TASK DETAILS
Swap "biggest" for "largest" throughout the items below, changing nothing else. Leave the pictures out of your output.

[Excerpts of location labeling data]

######

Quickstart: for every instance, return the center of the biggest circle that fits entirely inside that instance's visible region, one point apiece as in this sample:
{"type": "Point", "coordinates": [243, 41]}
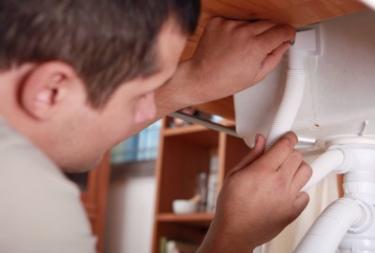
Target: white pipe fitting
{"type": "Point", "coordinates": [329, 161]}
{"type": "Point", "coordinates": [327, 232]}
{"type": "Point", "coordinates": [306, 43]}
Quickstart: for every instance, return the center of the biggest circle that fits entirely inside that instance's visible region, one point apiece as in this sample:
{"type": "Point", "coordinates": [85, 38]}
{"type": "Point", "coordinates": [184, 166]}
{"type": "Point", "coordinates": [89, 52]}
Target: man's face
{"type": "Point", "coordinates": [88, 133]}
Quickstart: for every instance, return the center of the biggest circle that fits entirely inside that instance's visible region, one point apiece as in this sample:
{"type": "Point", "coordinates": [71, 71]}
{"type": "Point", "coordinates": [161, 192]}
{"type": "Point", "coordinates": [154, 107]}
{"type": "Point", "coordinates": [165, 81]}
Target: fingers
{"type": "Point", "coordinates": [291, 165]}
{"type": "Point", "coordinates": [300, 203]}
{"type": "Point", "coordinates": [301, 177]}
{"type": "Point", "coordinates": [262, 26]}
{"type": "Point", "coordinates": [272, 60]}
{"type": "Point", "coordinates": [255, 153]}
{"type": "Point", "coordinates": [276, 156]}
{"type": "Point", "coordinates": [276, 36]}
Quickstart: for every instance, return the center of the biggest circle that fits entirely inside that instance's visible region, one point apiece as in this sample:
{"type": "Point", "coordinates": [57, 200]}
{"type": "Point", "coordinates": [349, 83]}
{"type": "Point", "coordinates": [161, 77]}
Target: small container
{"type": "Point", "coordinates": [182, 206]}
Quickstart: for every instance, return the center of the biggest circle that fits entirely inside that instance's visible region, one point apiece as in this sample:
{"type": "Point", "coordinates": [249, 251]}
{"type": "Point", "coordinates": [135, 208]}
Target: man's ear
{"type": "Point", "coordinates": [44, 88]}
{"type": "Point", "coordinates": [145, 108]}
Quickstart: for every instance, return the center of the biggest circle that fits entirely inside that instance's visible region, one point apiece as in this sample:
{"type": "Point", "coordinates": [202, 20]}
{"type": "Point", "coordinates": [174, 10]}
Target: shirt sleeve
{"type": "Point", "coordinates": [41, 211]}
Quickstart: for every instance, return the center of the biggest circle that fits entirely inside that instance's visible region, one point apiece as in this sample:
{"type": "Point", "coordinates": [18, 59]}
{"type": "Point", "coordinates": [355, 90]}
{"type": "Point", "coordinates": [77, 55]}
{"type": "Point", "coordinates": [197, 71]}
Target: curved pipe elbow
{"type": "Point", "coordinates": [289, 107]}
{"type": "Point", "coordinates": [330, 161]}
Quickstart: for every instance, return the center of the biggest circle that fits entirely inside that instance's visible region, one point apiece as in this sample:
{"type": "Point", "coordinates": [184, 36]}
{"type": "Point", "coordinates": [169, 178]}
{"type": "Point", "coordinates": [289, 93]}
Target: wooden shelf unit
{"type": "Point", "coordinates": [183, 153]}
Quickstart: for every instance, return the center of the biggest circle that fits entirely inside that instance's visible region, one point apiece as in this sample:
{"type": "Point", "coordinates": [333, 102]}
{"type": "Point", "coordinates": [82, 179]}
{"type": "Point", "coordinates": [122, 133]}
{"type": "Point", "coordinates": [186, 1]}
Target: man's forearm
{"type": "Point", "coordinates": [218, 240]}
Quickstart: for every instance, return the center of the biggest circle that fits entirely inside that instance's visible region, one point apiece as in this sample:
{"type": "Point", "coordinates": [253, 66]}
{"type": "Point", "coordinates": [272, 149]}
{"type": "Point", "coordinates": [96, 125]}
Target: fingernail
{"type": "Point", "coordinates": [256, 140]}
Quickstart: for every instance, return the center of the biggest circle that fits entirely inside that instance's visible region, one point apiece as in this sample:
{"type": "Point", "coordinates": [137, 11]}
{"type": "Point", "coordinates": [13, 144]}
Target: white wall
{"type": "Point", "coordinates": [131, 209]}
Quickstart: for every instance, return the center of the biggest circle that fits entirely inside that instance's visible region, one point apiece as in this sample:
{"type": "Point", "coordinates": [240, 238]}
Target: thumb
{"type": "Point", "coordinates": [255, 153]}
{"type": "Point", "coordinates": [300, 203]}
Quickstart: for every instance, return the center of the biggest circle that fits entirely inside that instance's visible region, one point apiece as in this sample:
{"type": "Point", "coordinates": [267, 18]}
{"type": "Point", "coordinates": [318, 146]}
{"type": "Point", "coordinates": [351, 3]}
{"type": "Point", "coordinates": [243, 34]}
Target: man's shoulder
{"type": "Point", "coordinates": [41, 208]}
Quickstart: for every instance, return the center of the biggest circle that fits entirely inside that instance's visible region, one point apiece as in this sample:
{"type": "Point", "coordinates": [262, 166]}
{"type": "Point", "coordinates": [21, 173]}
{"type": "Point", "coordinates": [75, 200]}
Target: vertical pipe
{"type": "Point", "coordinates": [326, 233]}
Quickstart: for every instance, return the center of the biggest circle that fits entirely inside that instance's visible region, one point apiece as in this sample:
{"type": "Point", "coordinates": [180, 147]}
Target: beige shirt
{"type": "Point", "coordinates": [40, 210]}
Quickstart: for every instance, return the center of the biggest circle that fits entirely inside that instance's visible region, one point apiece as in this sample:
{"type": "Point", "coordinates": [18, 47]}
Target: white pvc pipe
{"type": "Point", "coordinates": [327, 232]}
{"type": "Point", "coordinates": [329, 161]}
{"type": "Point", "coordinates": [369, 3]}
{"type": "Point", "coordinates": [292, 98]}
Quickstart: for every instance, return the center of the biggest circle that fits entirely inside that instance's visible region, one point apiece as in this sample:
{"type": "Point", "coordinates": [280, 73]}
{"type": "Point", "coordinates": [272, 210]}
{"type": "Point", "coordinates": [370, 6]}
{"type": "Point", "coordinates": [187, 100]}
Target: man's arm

######

RESULT OF THIS EXERCISE
Quickstart: for every instance, return the center of the largest circle that fits entirely inside that instance's visible region, one point apiece as in this sample:
{"type": "Point", "coordinates": [243, 41]}
Target: white pipe fitting
{"type": "Point", "coordinates": [329, 161]}
{"type": "Point", "coordinates": [327, 232]}
{"type": "Point", "coordinates": [306, 43]}
Quickstart: for every instance, return the center of the largest circle that fits entirely inside that instance's visible region, one point apiece as in this sample:
{"type": "Point", "coordinates": [85, 38]}
{"type": "Point", "coordinates": [184, 166]}
{"type": "Point", "coordinates": [89, 52]}
Target: man's face
{"type": "Point", "coordinates": [88, 133]}
Quickstart: for every instance, return the center of the largest circle that fits entirely inside that instance's visible region, one point apiece as in this sample:
{"type": "Point", "coordinates": [71, 71]}
{"type": "Point", "coordinates": [161, 192]}
{"type": "Point", "coordinates": [154, 107]}
{"type": "Point", "coordinates": [165, 81]}
Target: fingers
{"type": "Point", "coordinates": [291, 165]}
{"type": "Point", "coordinates": [300, 203]}
{"type": "Point", "coordinates": [301, 177]}
{"type": "Point", "coordinates": [262, 26]}
{"type": "Point", "coordinates": [272, 60]}
{"type": "Point", "coordinates": [255, 153]}
{"type": "Point", "coordinates": [276, 156]}
{"type": "Point", "coordinates": [276, 36]}
Quickstart: for every instance, return the center of the largest circle that fits entirely inside that instance's visible region, one point apiece as in this sample:
{"type": "Point", "coordinates": [57, 200]}
{"type": "Point", "coordinates": [349, 83]}
{"type": "Point", "coordinates": [161, 77]}
Target: small container
{"type": "Point", "coordinates": [182, 206]}
Quickstart: for every instance, return the center of the largest circle that fits entirely inside that instance's visible region, one point apiece as in this sample:
{"type": "Point", "coordinates": [249, 251]}
{"type": "Point", "coordinates": [135, 208]}
Target: man's ear
{"type": "Point", "coordinates": [44, 88]}
{"type": "Point", "coordinates": [145, 108]}
Quickstart: for every instance, return the center of the largest circle that fits entirely inside that instance's visible region, one point apiece as in this sample:
{"type": "Point", "coordinates": [202, 20]}
{"type": "Point", "coordinates": [174, 10]}
Target: shirt sleeve
{"type": "Point", "coordinates": [41, 211]}
Quickstart: for every instance, return the center of the largest circle that fits entirely inside that instance's visible region, one point apiece as in this sample:
{"type": "Point", "coordinates": [18, 59]}
{"type": "Point", "coordinates": [355, 90]}
{"type": "Point", "coordinates": [77, 55]}
{"type": "Point", "coordinates": [197, 71]}
Target: curved pipe elbow
{"type": "Point", "coordinates": [289, 107]}
{"type": "Point", "coordinates": [330, 161]}
Quickstart: for every instance, return the center of the largest circle that fits entirely inside that instance's visible region, one point apiece as in this sample:
{"type": "Point", "coordinates": [184, 36]}
{"type": "Point", "coordinates": [169, 178]}
{"type": "Point", "coordinates": [289, 93]}
Target: wooden shelf unit
{"type": "Point", "coordinates": [183, 153]}
Quickstart: for every instance, return the center of the largest circle that fits entirely inside that instance's visible region, one point apiece as in this sample:
{"type": "Point", "coordinates": [333, 102]}
{"type": "Point", "coordinates": [82, 179]}
{"type": "Point", "coordinates": [122, 133]}
{"type": "Point", "coordinates": [186, 1]}
Target: man's forearm
{"type": "Point", "coordinates": [218, 240]}
Quickstart: for every instance, return the center of the largest circle that fits entirely inside that instance's visible region, one point apiece as in this sample:
{"type": "Point", "coordinates": [253, 66]}
{"type": "Point", "coordinates": [272, 149]}
{"type": "Point", "coordinates": [96, 125]}
Target: fingernail
{"type": "Point", "coordinates": [256, 140]}
Quickstart: for every instance, return the center of the largest circle that fits entirely inside that instance's visible region, one point apiece as in this sample:
{"type": "Point", "coordinates": [137, 11]}
{"type": "Point", "coordinates": [13, 144]}
Target: white wall
{"type": "Point", "coordinates": [131, 209]}
Quickstart: for every instance, return the center of the largest circle that fits entirely inside that instance's visible region, one point apiece as in this sample:
{"type": "Point", "coordinates": [240, 238]}
Target: thumb
{"type": "Point", "coordinates": [255, 153]}
{"type": "Point", "coordinates": [300, 203]}
Quickstart: for every instance, return the center of the largest circle that fits entirely inside that instance's visible region, one point apiece as in this sample:
{"type": "Point", "coordinates": [267, 18]}
{"type": "Point", "coordinates": [318, 146]}
{"type": "Point", "coordinates": [351, 3]}
{"type": "Point", "coordinates": [243, 34]}
Target: man's shoulder
{"type": "Point", "coordinates": [41, 208]}
Quickstart: for every instance, return the center of the largest circle that fits entirely inside that instance's visible region, one point apiece as in this sample:
{"type": "Point", "coordinates": [262, 166]}
{"type": "Point", "coordinates": [21, 173]}
{"type": "Point", "coordinates": [75, 200]}
Target: vertical pipe
{"type": "Point", "coordinates": [326, 233]}
Quickstart: for every instance, return the center of the largest circle that fits entirely inside that instance's visible region, one point apiece as in this sample:
{"type": "Point", "coordinates": [180, 147]}
Target: beige shirt
{"type": "Point", "coordinates": [40, 210]}
Quickstart: for every instance, return the center of the largest circle that fits entirely inside that instance's visible region, one point apiece as in this sample:
{"type": "Point", "coordinates": [18, 47]}
Target: white pvc pipe
{"type": "Point", "coordinates": [327, 232]}
{"type": "Point", "coordinates": [329, 161]}
{"type": "Point", "coordinates": [369, 3]}
{"type": "Point", "coordinates": [292, 98]}
Quickstart: for every instance, return the center of the largest circle that fits entirely inside that instance's visible region, one point apiece as in this sample:
{"type": "Point", "coordinates": [280, 73]}
{"type": "Point", "coordinates": [272, 210]}
{"type": "Point", "coordinates": [370, 6]}
{"type": "Point", "coordinates": [187, 100]}
Target: man's arm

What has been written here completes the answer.